Word for word, repeat the lines of the records from the one containing "Annotate the metal" through the last line, both included.

- Stored rows -
begin

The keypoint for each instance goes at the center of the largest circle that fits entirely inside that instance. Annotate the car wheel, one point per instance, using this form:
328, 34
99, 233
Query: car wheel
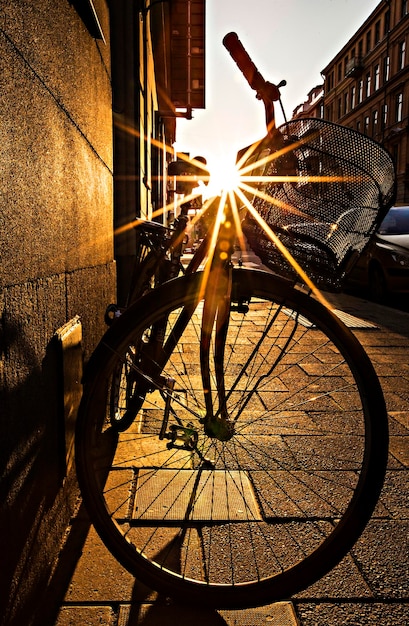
377, 284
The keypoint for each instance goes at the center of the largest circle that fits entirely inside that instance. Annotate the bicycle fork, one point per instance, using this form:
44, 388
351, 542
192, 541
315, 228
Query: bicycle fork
216, 313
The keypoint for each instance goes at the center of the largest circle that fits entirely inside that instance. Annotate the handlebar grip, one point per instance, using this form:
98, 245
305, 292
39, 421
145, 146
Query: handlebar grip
243, 61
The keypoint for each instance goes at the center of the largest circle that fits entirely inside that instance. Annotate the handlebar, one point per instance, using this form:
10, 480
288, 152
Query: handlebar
265, 90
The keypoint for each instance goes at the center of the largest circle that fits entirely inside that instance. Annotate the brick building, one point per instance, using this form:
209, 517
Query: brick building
89, 91
366, 86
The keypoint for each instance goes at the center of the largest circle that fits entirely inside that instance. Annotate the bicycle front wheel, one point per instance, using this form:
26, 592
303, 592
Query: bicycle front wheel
263, 515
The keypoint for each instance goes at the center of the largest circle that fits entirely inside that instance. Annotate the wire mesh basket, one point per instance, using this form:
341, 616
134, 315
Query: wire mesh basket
345, 186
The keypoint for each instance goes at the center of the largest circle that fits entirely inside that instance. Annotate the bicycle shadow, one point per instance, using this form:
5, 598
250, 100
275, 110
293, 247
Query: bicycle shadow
145, 612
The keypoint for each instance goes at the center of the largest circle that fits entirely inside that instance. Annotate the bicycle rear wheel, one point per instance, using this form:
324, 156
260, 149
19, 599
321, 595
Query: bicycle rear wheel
259, 517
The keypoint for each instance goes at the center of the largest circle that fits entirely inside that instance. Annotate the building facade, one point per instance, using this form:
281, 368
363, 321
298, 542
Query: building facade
89, 91
366, 86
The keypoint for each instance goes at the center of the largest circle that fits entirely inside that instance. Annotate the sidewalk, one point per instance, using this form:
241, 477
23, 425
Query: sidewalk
370, 586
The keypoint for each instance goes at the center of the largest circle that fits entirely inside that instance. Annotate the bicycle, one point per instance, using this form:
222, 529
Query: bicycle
232, 438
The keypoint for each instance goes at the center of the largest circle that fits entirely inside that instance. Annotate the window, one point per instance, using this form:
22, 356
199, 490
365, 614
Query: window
387, 22
384, 115
360, 91
386, 69
368, 85
88, 14
368, 41
401, 55
377, 32
399, 107
353, 95
374, 123
376, 77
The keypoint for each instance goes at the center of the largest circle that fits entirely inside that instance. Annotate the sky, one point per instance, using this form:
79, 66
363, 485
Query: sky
286, 39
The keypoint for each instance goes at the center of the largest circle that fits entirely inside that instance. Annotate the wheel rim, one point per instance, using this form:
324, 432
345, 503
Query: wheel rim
250, 515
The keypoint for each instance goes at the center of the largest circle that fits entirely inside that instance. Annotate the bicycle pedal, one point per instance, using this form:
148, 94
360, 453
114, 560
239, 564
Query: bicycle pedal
240, 307
112, 312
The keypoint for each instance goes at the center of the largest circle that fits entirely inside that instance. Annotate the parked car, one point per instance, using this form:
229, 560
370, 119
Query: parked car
383, 268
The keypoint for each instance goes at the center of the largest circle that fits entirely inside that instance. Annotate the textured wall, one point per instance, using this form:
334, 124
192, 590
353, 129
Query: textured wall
56, 262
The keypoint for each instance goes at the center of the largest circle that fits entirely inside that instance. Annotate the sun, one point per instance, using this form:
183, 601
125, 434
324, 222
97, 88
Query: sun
224, 175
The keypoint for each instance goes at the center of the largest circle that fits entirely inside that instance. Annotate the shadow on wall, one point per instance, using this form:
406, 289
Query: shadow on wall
36, 496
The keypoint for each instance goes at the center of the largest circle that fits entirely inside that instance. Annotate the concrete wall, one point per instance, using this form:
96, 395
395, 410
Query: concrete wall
56, 262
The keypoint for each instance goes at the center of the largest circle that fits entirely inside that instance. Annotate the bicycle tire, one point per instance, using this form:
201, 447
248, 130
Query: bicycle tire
274, 508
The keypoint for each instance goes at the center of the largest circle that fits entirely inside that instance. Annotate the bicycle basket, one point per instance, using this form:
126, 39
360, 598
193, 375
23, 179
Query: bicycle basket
346, 185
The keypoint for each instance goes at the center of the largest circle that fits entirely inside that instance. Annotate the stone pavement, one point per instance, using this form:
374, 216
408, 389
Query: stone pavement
369, 587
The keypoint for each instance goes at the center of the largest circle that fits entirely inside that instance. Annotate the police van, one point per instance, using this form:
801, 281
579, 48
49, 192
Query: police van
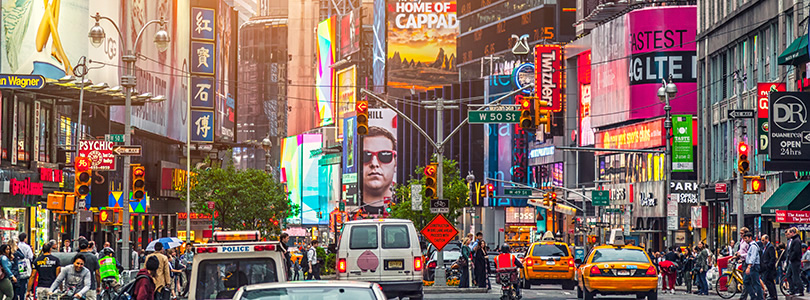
234, 259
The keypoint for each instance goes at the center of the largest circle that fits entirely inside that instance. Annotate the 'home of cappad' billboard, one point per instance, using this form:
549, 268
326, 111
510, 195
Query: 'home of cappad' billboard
421, 45
644, 47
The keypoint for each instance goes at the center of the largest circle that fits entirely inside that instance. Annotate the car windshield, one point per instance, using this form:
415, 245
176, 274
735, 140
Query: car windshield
303, 293
550, 250
219, 279
619, 255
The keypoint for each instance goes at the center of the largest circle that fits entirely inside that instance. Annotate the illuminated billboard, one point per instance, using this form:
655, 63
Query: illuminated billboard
324, 78
421, 45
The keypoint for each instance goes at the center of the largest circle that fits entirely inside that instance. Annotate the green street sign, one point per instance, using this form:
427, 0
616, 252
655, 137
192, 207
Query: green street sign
493, 116
115, 138
600, 198
518, 192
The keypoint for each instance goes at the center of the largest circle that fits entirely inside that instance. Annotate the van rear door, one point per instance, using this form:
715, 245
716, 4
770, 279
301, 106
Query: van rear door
363, 262
397, 252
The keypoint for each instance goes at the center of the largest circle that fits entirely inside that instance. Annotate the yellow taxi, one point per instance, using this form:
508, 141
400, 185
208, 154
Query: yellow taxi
617, 269
548, 262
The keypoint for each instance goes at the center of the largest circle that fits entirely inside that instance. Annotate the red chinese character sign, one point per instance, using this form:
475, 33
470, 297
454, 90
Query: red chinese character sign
439, 232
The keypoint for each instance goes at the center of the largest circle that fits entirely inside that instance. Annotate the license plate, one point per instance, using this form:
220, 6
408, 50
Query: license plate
394, 264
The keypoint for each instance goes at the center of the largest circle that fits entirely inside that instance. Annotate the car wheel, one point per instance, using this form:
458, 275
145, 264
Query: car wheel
587, 295
653, 295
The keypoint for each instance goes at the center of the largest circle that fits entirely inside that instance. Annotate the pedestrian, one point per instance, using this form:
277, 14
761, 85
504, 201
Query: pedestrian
46, 269
465, 265
90, 261
702, 265
314, 265
768, 266
752, 260
284, 239
163, 279
794, 250
144, 288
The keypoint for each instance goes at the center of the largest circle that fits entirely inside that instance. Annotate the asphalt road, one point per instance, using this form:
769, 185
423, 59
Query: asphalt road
555, 292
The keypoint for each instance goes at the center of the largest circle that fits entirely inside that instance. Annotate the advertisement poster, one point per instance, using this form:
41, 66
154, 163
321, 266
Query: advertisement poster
682, 155
324, 76
585, 136
421, 45
346, 93
379, 159
763, 92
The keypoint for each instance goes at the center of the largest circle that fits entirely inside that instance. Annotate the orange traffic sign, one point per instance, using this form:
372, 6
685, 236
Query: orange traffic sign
439, 232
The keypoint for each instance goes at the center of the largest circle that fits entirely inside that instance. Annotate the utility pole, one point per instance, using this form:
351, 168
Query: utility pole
740, 78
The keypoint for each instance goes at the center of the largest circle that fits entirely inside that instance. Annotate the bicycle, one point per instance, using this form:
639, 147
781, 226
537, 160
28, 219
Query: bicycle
730, 283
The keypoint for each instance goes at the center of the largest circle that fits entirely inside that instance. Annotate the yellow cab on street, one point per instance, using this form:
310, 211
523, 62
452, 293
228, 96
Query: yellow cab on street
548, 262
617, 269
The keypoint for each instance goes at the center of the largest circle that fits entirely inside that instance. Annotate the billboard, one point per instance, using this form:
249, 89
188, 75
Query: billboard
585, 136
658, 41
324, 78
299, 170
421, 45
379, 159
379, 46
346, 93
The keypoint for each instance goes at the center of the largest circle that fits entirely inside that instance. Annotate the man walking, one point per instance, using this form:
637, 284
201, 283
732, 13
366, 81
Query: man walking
314, 266
751, 278
767, 265
794, 262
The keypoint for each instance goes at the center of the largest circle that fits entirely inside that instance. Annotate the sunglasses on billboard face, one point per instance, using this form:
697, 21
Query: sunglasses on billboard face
385, 156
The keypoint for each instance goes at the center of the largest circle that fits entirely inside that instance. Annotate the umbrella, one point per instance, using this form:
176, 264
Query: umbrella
168, 243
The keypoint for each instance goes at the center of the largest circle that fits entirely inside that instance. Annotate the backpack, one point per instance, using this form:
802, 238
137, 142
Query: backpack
127, 291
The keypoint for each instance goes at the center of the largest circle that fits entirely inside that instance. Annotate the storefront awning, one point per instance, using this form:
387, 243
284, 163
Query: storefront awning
789, 196
796, 53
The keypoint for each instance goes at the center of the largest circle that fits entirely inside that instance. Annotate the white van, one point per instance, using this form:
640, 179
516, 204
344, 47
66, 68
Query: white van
385, 251
234, 259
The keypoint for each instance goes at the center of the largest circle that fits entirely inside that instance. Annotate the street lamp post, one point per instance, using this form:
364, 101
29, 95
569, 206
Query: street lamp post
128, 81
665, 92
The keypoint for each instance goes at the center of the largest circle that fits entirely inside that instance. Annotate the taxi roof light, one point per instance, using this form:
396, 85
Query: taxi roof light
236, 236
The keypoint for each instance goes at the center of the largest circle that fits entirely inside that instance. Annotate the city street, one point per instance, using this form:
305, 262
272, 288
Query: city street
554, 292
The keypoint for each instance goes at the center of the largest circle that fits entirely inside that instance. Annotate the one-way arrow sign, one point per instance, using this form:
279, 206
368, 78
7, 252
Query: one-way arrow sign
134, 150
741, 113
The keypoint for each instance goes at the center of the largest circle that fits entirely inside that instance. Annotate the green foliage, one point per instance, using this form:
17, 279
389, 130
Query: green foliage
455, 190
244, 199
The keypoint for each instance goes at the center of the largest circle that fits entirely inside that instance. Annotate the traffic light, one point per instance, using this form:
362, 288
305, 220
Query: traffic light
742, 162
542, 110
362, 117
138, 182
430, 180
83, 176
526, 115
756, 184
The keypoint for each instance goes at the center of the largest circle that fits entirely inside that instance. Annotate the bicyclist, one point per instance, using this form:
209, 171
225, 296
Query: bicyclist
508, 262
76, 279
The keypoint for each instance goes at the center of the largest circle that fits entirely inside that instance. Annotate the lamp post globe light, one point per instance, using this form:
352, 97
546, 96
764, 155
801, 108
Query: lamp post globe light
666, 92
162, 41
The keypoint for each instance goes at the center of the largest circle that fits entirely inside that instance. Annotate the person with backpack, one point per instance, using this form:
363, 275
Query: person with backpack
46, 268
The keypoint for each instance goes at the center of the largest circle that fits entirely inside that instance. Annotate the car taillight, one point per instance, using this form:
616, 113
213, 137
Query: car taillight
342, 265
264, 248
207, 250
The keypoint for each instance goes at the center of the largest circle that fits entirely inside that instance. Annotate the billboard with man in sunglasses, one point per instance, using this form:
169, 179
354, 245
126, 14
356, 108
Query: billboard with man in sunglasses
379, 158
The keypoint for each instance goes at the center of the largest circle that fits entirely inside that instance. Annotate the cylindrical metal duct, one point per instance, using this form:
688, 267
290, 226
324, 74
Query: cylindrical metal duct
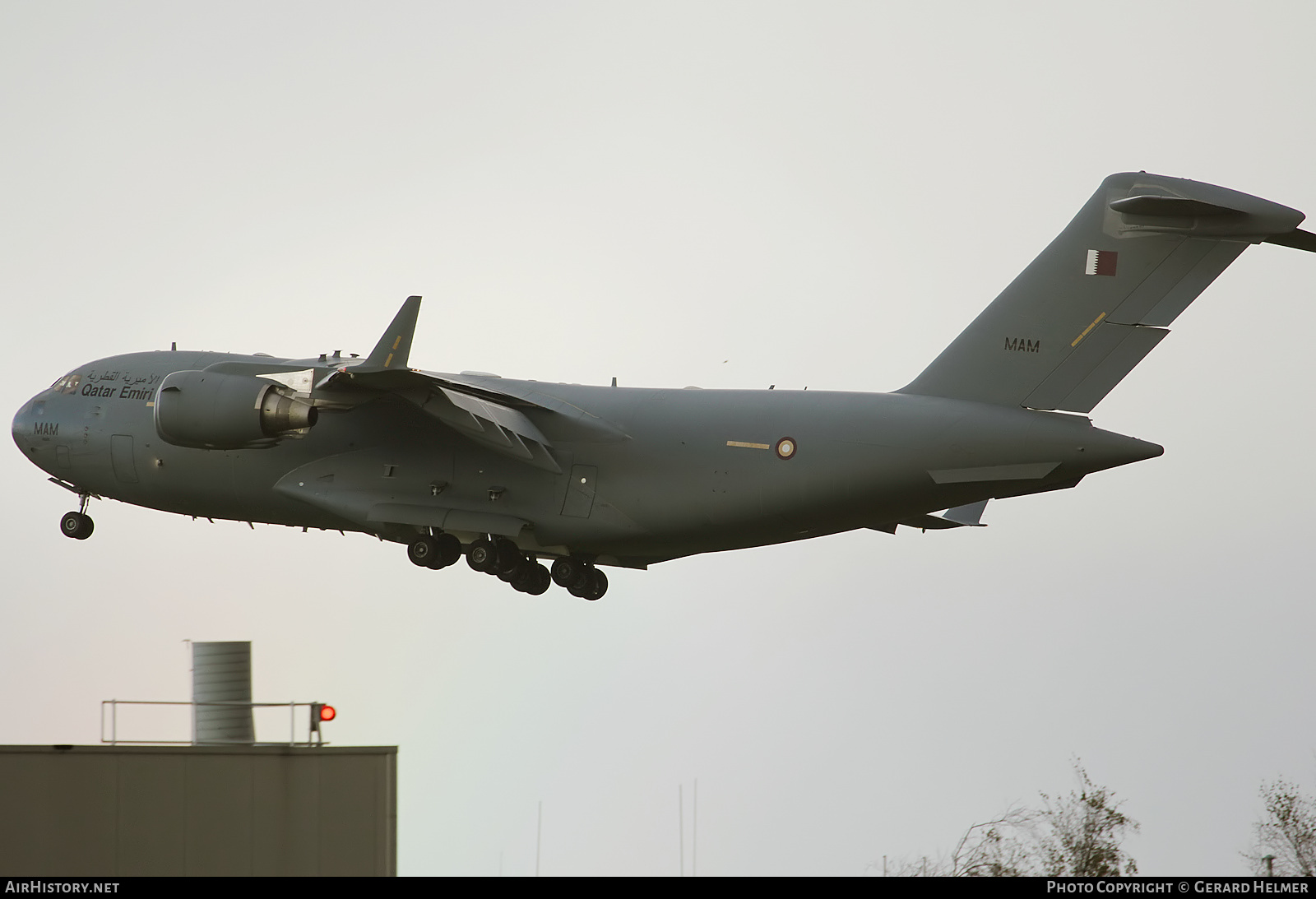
221, 674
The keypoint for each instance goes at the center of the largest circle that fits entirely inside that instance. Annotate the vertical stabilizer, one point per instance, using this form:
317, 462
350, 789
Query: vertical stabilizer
394, 348
1076, 322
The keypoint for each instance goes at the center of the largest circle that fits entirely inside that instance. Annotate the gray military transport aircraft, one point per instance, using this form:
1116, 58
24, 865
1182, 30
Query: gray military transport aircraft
513, 471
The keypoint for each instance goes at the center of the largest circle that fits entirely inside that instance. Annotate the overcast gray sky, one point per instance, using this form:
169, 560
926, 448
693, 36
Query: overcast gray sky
715, 194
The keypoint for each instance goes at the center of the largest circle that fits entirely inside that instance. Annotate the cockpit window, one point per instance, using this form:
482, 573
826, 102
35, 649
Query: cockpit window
67, 385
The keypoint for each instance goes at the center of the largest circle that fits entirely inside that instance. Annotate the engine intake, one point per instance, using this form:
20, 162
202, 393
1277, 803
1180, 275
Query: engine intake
207, 410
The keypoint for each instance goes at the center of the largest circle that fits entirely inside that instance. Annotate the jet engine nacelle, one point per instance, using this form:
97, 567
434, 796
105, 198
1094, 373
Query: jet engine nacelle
207, 410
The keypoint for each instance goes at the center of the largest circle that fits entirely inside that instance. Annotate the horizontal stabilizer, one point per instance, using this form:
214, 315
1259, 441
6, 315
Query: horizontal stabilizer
1296, 239
961, 517
969, 517
394, 346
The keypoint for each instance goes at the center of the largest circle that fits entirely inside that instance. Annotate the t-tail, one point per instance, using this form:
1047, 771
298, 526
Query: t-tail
1099, 298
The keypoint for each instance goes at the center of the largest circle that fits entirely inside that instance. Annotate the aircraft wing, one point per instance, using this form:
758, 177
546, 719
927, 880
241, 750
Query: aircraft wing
490, 418
508, 418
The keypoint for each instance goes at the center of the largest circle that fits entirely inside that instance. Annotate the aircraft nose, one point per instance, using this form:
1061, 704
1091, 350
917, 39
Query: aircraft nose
21, 425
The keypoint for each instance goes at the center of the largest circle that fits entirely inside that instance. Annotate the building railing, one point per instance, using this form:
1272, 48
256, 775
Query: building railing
313, 732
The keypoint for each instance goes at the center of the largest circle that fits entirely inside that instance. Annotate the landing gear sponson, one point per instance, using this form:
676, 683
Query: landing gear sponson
503, 558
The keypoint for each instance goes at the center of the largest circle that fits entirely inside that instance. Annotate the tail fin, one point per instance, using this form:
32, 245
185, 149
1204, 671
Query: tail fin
394, 346
1096, 300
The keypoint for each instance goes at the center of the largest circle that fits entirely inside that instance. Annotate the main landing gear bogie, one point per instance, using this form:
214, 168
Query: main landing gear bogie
504, 559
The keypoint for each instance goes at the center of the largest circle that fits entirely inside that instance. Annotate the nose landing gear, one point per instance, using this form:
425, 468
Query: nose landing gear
78, 524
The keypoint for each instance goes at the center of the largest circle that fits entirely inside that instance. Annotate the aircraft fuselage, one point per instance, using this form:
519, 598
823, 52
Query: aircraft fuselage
679, 471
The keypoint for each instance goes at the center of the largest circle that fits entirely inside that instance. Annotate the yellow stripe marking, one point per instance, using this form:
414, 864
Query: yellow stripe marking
1096, 322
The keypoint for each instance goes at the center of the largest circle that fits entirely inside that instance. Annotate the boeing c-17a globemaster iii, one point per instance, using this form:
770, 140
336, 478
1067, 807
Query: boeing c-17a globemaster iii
512, 473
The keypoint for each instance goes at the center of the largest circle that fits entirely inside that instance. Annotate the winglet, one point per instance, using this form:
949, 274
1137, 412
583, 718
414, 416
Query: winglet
394, 348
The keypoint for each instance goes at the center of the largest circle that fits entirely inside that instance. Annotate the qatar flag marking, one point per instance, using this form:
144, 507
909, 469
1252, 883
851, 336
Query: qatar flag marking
1101, 262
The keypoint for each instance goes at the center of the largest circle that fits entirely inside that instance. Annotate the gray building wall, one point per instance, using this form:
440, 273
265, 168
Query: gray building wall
197, 809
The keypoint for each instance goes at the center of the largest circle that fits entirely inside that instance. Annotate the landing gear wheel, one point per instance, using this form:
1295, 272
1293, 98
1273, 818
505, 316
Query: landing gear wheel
423, 552
482, 556
566, 572
526, 577
76, 526
510, 558
540, 581
510, 577
449, 549
598, 586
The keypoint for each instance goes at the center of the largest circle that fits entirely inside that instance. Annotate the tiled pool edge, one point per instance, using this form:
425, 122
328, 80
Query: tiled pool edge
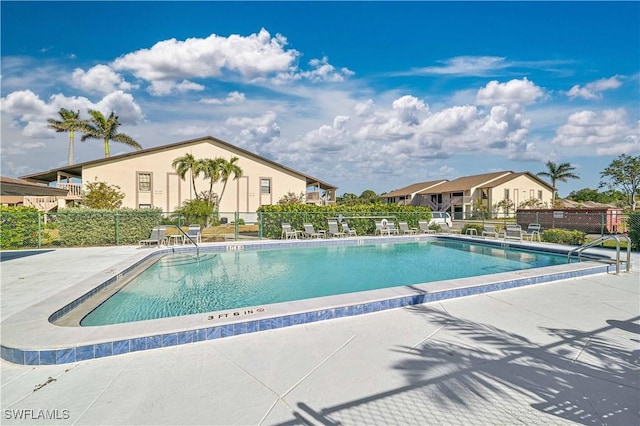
118, 347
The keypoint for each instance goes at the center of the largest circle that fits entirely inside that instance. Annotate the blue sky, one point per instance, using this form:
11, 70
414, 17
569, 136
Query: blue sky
363, 95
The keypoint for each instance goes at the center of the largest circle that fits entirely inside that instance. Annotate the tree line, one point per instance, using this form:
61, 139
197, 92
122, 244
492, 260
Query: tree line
96, 127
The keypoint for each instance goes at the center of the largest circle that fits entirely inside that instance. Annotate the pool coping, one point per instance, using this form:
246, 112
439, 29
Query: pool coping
30, 338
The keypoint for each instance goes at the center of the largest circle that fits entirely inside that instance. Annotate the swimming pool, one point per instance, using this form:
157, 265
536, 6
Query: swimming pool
177, 284
49, 332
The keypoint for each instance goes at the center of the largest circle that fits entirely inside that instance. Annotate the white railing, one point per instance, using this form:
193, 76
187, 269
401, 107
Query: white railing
313, 196
74, 190
42, 203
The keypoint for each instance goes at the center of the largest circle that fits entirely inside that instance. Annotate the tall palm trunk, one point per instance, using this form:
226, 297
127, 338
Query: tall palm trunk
70, 155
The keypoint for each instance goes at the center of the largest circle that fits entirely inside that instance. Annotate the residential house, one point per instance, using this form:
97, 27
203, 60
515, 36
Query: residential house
147, 178
407, 195
18, 192
462, 197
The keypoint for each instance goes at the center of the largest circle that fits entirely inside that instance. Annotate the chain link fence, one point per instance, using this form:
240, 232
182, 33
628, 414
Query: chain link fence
31, 229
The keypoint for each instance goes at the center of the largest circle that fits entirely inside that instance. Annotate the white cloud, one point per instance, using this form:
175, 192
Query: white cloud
24, 105
166, 87
251, 56
322, 70
254, 133
481, 66
124, 106
100, 79
467, 65
608, 130
232, 98
519, 92
593, 90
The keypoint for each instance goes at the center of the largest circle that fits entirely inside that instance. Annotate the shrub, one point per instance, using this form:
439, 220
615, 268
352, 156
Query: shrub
360, 218
634, 230
477, 226
564, 236
19, 227
85, 227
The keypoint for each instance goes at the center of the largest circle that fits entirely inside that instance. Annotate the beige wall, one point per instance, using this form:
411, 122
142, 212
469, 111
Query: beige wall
168, 191
520, 189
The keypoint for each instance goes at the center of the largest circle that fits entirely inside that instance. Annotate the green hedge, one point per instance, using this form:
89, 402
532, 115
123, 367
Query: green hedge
90, 227
564, 236
634, 230
360, 218
18, 227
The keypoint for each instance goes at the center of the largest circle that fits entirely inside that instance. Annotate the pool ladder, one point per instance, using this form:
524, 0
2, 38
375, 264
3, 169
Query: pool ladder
192, 241
578, 251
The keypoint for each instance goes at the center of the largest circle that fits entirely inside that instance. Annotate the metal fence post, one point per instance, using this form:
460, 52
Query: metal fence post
117, 217
39, 230
236, 227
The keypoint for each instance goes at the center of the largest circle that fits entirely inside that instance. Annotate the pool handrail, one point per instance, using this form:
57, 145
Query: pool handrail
600, 240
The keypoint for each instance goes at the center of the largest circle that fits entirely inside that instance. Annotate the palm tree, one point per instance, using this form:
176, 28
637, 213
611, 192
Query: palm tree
228, 168
212, 169
188, 163
558, 172
70, 123
106, 129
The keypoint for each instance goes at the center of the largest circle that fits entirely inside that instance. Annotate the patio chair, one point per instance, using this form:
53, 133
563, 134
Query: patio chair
288, 232
310, 232
194, 233
156, 237
424, 228
512, 232
380, 229
333, 229
391, 228
404, 227
490, 231
350, 232
533, 231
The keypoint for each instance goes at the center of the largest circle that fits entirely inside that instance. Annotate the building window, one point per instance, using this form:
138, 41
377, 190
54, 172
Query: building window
144, 182
265, 186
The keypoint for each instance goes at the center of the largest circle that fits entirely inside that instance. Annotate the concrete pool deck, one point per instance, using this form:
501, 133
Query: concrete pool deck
561, 352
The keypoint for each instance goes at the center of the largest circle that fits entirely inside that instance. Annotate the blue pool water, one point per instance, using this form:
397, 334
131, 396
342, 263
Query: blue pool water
178, 285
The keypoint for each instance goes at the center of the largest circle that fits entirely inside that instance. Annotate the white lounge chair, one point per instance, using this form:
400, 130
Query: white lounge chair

end

- The solution -
The keypoint for each instance goes at the center of the largest circle that fits entirely inside that instance. Annotate the metal fence post, one point per instance, using this form:
460, 52
Query: metal fence post
117, 217
39, 230
236, 227
The keypoint for each instance goes at the center of the largest circle that fits entirely inside that instance. Annotate the pool handrail, one point per instance, using this form:
57, 145
Query: pool handrail
600, 240
The keypoint for each instance goes at the center of the largest circle that fits entirely inside that instance. Annotate the palm tree, one point per instance, using this form:
176, 28
637, 213
611, 192
Query: palm tree
228, 168
212, 169
188, 163
558, 172
70, 123
106, 129
The keypoint for each instance goes at the center of the largest circle that fits entirely inside that instance. Annotate the patio chair, one point per instance, using this form:
53, 133
563, 134
Query: patio chair
288, 232
310, 232
194, 233
156, 237
424, 228
512, 232
380, 229
333, 229
391, 228
404, 227
490, 231
350, 232
533, 231
The keypoint for each instance goes at the center of the largest circle that fits entirely inside that instance. Annotate the building window, one point per instance, using this form:
138, 41
377, 190
54, 172
Query: building window
144, 182
265, 186
The keypoint for each instance goes at the center of the largest circle that fits entirely inside that instance. Annotate the concrete pool deck, one point per instance, using this form:
501, 133
Query: concrete pool deck
561, 352
The keypoint for each instance goes at the center of the largest circle that fits entirely inside that instance. Annotate the blue pool water, one point per instance, using this form:
397, 334
131, 396
342, 263
Query: blue pool water
178, 285
The keypoint for each instance goes at the center of the largest circle that fits entirely inside that instance. Annotate the white lounge chair, one point per instance, using this form:
400, 130
Query: white lounge chair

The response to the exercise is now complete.